Depuis, beaucoup d’eau a coulé sous les ponts du Vieux Rocher, mais la vieille ville n’a bénéficié d’aucun «vrai» plan de sauvegarde, si ce n’est ces tentatives de maquillage opérées sur quelques maisons au quartier de Bab El Djabia.

Une expérience orpheline et sans avenir, puisque tous les discours rabâchés au fil des séminaires et des colloques n’ont jamais été concrétisés sur le terrain.

Un triste constat qui ne passe pas inaperçu, aussi bien pour les habitants que pour les simples visiteurs.

«Nous sommes nés dans cette partie de la ville, et nous n’avons jamais vécu une pareille catastrophe. Autrefois, les vrais habitants de la vieille ville avaient du respect pour leur environnement et n’osaient jamais faire une chose pareille; cette situation est la conséquence de l’incivisme de ceux qui sont venus d’autres contrées pour squatter les vieilles maisons et bénéficier d’un logement social, ce sont eux la source du problème; tout cela avait eu lieu avec la bénédiction des autorités», dénoncent d’anciens habitants de la vieille ville.

• • • • • • •

Consigne A:
Relevez dans l'extrait choisi tous les groupes de personnes qui y sont mentionnés.
Consigne B:
Répondez à ces questions d'après l'extrait choisi.
(i) Dans quel quartier des maisons ont-elles fait l'objet de tentatives de maquillage ?
(ii) Où les discours ont-ils été rabâchés ?
(iii) Selon les anciens habitants, dans quel but ceux qui sont venus d'autres contrées ont-ils squatté les vieilles maisons ?
Consigne C:
Dans l'extrait choisi, recopiez tout ce qui va de "Une expérience orpheline" jusqu'à "les simples visiteurs.", en changeant "visiteurs" en "touristes".
Les lignes ne sont d'aucune utilité pour ce travail.

Étiquettes des points d'objets:
• • • • • • •

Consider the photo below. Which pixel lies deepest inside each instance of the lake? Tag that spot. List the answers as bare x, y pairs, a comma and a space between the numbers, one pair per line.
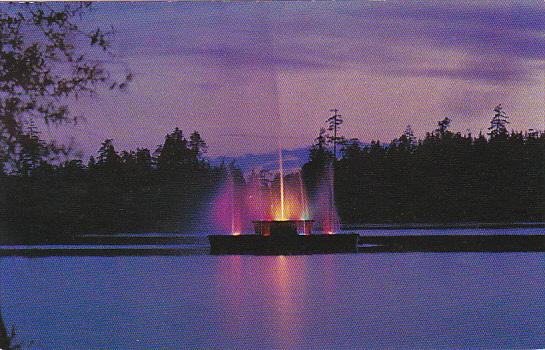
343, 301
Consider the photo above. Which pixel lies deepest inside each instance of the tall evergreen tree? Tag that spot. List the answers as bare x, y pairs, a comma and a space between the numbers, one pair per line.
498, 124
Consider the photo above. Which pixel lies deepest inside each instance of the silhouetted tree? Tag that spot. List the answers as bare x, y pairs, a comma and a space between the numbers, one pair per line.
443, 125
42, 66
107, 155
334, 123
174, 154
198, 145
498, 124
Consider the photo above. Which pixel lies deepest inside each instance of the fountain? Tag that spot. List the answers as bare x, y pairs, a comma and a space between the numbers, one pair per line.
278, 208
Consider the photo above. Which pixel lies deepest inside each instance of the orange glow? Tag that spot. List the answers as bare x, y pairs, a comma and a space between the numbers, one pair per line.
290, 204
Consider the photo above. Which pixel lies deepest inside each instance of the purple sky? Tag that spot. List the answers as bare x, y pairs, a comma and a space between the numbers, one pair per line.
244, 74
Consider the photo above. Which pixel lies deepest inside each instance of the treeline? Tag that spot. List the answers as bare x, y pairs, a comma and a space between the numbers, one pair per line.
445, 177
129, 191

• • • • • • •

Réponse attendue A:
- les habitants
- les simples visiteurs
- les vrais habitants de la vieille ville
- ceux qui sont venus d'autres contrées
- les autorités
- d'anciens habitants de la vieille ville

Réponse attendue B:
(i) Dans le quartier de Bab El Djabia.
(ii) Au fil des séminaires et des colloques.
(iii) Pour bénéficier d'un logement social.

Réponse attendue C:
Une expérience orpheline et sans avenir, puisque tous les discours rabâchés au fil des séminaires et des colloques n’ont jamais été concrétisés sur le terrain.

Un triste constat qui ne passe pas inaperçu, aussi bien pour les habitants que pour les simples touristes.